*Text section*.

The DR Congo national football team, recognised by FIFA as Congo DR (formerly known as Zaire, alternatively known as Congo-Kinshasa), represents the Democratic Republic of the Congo in men's international football and it is controlled by the Congolese Association Football Federation. They are nicknamed the Leopards. The team is a member of FIFA and the Confederation of African Football (CAF).

Congo DR have been ranked as high as 28th in the FIFA Rankings. As Zaire they were the first Sub-Saharan African team to qualify for the FIFA World Cup and twice won the Africa Cup of Nations.

History

Early history
The Congolese Association Football Federation was founded in 1919 when the country was not independent. The team played their first game in 1948 as Belgian Congo against Northern Rhodesia, now Zambia. The team recorded a 3–2 victory at home. DR Congo has been FIFA affiliated since 1962 and has been a member of CAF since 1963. The team's first official match was on 11 April 1963, against Mauritania in the L'Amitié Tournament played in Dakar, Senegal. DR Congo won the match 6–0. The national team appeared in the Africa Cup of Nations for the first time in 1965.

Glory period
The Democratic Republic of the Congo had its first international success at the 1968 African Cup of Nations held in Ethiopia, beating Ghana 1–0 in the final. The team's biggest ever win came on 22 November 1969 when they recorded a 10–1 home victory against Zambia. Although a handful of Congolese players were playing in Europe (particularly Belgium) during these years, foreign-based players were seldom recalled for international duty; a rare exception was Julien Kialunda who represented Zaire (as the country was by then known) at the 1972 African Cup of Nations while playing for Anderlecht.

*Raw data*.
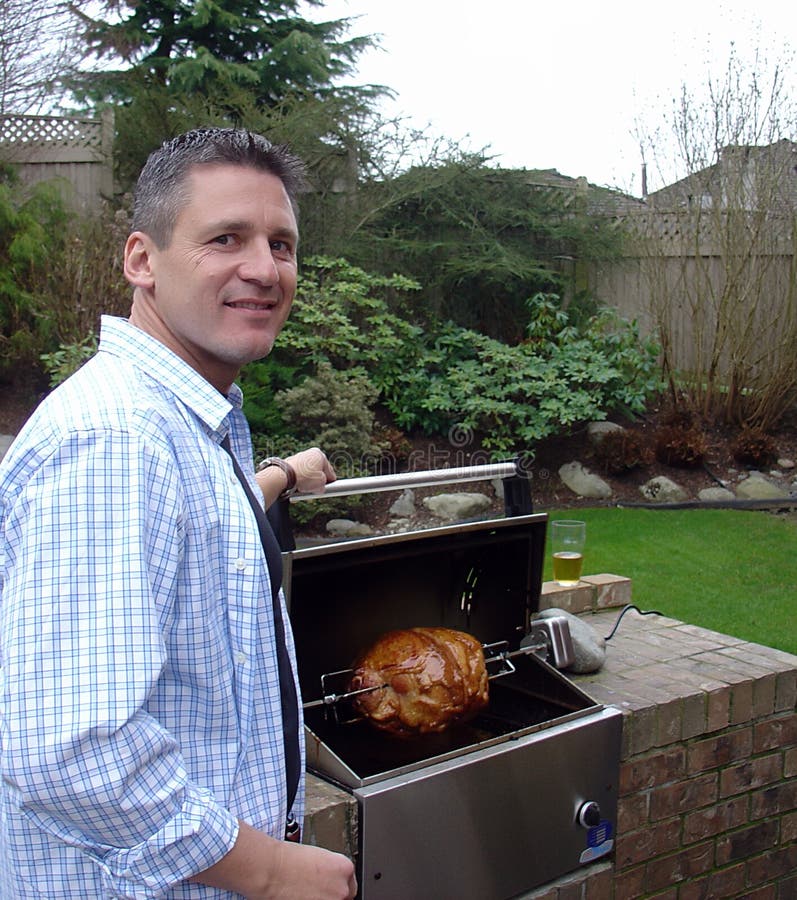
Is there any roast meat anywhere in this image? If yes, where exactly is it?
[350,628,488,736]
--
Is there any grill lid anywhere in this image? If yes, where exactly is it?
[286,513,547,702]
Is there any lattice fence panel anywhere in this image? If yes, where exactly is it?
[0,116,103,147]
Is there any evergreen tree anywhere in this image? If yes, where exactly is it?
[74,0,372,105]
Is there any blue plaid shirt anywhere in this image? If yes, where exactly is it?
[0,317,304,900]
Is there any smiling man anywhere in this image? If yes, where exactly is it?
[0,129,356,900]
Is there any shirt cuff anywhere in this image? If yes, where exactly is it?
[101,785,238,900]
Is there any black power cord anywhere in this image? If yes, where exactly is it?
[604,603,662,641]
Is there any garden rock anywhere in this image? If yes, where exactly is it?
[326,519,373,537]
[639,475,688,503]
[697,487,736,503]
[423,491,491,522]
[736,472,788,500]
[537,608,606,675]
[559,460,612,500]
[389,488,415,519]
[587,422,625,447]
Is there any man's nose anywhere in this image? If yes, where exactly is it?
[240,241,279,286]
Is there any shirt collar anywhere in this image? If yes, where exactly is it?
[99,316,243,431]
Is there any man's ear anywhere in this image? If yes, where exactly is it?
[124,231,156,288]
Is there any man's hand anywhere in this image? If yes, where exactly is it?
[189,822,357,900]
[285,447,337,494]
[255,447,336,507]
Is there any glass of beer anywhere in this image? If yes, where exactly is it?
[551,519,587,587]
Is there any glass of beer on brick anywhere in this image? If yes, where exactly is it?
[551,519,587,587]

*Task instructions*.
Quote the part of the text on the DR Congo national football team from "Early history" up to and including "time in 1965.". The records were taken from a separate source.

*Answer section*.
Early history
The Congolese Association Football Federation was founded in 1919 when the country was not independent. The team played their first game in 1948 as Belgian Congo against Northern Rhodesia, now Zambia. The team recorded a 3–2 victory at home. DR Congo has been FIFA affiliated since 1962 and has been a member of CAF since 1963. The team's first official match was on 11 April 1963, against Mauritania in the L'Amitié Tournament played in Dakar, Senegal. DR Congo won the match 6–0. The national team appeared in the Africa Cup of Nations for the first time in 1965.